_Work order_: Switch "target" to "object" in the entries, covering everything from the line containing "For each <instance>" down to the line containing "box: [514, 190, 641, 304]". Return only those lines, with nothing else changed.

_Entries listed in a dataset_:

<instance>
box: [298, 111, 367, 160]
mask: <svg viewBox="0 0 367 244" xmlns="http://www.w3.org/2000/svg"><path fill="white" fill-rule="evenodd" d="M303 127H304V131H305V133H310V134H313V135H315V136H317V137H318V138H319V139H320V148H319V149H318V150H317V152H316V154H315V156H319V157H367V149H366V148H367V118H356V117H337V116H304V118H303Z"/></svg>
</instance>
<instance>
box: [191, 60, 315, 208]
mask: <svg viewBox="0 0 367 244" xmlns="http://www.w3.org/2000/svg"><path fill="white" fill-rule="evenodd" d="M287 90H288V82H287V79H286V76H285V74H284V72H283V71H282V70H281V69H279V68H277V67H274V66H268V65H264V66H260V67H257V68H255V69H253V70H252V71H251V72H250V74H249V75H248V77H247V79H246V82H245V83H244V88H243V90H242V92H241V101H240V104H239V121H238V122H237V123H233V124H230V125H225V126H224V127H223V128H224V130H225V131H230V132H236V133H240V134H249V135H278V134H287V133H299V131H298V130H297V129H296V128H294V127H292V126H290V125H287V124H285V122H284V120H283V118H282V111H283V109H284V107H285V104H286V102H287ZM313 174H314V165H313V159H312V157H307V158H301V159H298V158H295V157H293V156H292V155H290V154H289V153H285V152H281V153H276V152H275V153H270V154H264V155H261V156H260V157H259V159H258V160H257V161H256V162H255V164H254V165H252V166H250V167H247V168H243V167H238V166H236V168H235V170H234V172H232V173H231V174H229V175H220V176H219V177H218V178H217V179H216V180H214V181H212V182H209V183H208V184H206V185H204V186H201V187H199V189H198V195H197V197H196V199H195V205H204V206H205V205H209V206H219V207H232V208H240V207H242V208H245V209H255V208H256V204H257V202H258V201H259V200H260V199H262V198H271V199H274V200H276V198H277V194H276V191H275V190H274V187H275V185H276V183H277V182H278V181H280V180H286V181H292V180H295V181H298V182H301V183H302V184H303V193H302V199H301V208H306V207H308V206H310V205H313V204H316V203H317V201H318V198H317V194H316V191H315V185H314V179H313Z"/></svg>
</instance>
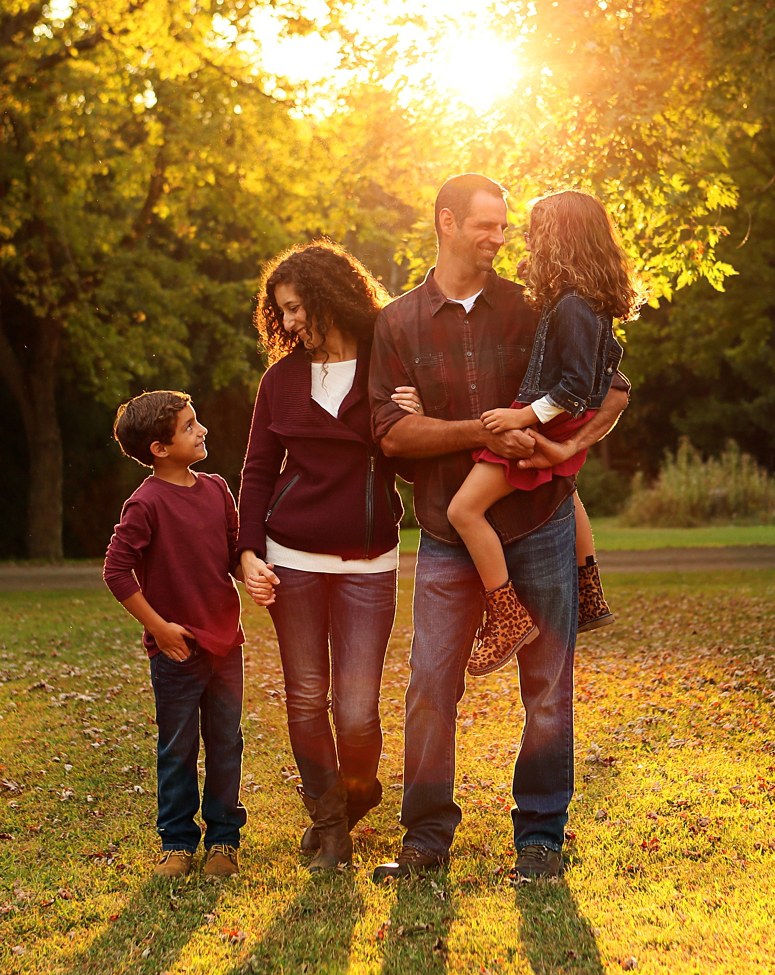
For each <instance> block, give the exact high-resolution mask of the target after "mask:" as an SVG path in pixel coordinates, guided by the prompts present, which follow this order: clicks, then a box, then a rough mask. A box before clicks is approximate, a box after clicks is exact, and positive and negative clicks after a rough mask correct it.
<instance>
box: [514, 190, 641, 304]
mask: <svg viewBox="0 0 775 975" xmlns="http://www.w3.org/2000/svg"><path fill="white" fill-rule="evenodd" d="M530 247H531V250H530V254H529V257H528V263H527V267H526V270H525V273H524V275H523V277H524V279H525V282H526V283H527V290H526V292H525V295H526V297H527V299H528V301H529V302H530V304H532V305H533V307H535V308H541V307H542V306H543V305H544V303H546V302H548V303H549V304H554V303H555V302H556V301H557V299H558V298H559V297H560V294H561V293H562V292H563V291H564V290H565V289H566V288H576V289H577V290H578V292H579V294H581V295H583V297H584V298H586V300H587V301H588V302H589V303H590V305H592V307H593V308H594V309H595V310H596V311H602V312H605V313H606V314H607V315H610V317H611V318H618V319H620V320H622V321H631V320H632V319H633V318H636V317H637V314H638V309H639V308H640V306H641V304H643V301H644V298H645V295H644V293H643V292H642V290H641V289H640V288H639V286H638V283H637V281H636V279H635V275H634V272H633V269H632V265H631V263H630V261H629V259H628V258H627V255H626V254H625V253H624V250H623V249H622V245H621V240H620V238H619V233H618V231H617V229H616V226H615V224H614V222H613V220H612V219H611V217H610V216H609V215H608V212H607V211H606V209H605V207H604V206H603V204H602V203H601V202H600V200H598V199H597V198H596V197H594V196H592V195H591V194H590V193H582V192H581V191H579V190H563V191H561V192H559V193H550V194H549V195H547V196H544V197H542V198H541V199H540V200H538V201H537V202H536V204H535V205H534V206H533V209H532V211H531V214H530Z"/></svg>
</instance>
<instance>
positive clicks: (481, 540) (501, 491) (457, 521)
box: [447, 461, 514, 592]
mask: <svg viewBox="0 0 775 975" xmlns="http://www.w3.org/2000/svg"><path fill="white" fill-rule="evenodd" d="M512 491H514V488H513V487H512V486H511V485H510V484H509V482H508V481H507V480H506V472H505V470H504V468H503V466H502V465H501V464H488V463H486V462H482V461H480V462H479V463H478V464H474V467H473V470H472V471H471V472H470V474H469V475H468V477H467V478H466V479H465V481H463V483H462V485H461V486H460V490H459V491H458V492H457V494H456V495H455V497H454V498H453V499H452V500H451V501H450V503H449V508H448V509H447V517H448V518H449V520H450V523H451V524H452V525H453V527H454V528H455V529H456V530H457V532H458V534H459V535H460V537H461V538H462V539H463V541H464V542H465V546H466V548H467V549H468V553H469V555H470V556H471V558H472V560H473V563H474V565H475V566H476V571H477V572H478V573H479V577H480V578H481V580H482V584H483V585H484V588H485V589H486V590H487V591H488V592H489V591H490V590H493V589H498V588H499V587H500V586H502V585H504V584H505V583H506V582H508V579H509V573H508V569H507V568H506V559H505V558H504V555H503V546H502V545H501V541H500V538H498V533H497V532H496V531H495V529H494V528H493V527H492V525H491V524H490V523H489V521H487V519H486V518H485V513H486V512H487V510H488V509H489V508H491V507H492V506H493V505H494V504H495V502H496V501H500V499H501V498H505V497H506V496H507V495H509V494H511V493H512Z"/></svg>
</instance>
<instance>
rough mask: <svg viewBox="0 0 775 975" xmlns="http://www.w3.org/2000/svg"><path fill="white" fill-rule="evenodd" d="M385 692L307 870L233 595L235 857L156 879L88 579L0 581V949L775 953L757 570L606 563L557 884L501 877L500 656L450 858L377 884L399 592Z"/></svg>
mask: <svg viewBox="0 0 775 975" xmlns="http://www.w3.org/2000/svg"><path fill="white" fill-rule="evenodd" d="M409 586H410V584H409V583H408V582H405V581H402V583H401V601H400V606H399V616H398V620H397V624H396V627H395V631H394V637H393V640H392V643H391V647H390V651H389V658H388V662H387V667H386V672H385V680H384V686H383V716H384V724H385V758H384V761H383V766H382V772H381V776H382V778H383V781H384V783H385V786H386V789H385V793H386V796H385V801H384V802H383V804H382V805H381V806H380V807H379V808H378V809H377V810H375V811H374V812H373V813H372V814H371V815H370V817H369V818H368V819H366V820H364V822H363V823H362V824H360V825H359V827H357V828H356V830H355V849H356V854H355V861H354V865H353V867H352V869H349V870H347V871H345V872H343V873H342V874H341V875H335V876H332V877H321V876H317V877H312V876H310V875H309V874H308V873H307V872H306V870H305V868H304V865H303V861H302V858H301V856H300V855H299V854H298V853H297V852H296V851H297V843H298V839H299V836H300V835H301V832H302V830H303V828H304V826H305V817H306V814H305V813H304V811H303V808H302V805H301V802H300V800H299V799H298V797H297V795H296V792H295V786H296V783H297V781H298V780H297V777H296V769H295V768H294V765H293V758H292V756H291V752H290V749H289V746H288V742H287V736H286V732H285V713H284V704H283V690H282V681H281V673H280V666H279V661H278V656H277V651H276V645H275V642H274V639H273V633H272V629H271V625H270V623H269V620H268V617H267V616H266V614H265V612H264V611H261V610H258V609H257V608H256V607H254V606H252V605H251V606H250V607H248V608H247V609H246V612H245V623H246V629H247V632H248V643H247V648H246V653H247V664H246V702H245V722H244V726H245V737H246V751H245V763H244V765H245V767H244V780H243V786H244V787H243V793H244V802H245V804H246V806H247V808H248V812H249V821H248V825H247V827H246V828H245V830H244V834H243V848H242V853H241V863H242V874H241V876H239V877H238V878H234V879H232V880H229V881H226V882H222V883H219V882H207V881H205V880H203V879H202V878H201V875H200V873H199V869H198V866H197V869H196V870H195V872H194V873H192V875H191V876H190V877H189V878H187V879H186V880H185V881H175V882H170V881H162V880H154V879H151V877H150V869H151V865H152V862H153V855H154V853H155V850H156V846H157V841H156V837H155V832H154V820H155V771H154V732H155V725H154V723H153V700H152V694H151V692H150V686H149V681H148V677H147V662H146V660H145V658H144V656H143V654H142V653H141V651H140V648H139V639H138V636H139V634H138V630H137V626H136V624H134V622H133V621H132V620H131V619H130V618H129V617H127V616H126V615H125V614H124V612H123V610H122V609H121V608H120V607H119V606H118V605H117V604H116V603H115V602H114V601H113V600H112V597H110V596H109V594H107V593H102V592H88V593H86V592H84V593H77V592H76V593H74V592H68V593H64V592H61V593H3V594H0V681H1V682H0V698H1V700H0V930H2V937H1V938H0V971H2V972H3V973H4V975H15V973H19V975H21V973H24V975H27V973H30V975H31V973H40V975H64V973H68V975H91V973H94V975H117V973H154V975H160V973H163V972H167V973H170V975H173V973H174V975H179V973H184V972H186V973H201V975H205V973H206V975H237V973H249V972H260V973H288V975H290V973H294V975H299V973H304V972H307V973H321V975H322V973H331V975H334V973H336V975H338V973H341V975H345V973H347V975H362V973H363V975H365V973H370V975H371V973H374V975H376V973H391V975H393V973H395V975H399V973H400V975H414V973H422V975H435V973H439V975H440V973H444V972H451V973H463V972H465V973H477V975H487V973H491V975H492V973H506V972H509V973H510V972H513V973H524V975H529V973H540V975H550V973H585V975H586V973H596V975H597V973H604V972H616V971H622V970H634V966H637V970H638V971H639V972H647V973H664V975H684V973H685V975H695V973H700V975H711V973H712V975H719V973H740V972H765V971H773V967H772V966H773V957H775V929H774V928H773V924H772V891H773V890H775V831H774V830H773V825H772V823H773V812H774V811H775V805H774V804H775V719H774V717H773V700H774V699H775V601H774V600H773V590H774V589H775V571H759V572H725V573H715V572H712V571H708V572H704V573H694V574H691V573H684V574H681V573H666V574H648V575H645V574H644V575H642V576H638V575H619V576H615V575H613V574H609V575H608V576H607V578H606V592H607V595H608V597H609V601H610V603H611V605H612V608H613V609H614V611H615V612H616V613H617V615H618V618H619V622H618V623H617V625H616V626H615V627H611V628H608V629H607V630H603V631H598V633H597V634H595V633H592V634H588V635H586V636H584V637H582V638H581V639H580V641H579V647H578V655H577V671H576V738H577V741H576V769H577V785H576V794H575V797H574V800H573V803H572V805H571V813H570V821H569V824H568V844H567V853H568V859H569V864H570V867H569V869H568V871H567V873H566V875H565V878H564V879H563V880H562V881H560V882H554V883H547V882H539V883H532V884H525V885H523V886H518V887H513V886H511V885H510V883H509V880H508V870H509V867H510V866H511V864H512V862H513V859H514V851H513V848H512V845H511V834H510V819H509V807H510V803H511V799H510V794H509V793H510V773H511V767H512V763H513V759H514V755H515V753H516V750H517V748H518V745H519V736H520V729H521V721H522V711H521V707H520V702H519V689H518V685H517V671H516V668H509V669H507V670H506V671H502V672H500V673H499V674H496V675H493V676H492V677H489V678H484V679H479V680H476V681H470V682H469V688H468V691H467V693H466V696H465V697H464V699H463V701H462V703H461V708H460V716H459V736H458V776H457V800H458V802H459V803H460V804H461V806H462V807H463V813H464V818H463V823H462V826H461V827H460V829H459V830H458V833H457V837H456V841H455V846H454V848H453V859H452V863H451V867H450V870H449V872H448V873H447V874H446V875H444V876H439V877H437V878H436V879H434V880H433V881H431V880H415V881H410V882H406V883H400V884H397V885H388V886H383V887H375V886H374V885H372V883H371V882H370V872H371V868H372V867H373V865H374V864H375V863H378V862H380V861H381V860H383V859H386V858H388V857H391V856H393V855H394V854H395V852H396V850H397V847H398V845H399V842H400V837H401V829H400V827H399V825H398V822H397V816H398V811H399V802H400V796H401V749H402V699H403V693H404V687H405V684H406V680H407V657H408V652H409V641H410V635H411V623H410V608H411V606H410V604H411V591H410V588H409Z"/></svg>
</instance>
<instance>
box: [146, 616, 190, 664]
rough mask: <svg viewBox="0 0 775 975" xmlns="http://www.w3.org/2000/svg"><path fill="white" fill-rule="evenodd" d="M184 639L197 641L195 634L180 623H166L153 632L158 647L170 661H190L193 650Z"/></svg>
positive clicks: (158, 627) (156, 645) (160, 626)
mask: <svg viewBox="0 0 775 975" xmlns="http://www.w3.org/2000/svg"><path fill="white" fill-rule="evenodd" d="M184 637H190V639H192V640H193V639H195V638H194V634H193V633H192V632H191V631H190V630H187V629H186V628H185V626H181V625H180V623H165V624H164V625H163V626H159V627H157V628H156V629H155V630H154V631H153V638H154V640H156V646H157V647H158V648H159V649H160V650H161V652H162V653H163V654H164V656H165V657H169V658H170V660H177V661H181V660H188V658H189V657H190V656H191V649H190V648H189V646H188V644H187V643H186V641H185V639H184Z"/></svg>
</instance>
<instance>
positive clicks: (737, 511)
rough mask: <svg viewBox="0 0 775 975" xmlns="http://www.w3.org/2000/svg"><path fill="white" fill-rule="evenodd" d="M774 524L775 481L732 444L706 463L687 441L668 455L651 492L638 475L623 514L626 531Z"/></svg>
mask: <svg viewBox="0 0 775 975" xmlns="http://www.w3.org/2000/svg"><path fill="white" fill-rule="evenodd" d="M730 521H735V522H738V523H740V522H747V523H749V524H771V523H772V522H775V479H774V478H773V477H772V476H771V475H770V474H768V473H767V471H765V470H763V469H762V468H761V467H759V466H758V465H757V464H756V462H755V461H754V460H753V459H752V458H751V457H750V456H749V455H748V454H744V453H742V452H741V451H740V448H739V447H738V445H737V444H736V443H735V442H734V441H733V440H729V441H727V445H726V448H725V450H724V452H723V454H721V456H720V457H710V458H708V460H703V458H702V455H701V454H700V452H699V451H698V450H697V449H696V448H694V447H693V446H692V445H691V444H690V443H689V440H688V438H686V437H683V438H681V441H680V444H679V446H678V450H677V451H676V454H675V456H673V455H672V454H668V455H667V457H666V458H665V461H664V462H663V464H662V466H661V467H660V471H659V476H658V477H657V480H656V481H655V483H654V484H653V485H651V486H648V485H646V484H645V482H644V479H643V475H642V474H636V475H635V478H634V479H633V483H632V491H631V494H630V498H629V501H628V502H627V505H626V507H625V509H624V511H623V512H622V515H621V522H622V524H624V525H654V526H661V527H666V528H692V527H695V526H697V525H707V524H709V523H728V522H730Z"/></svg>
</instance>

_Exercise result_:
For each <instance> block, give the exact high-resolution mask of the object after "mask:" as an SVG path in pixel coordinates, guided by the prompts present, which follow this order: clicks, then a box, then a rough mask. A box before clicks is approximate, a box after clicks is exact, and positive and negative clicks after a rough mask correct it.
<instance>
box: [514, 190, 641, 304]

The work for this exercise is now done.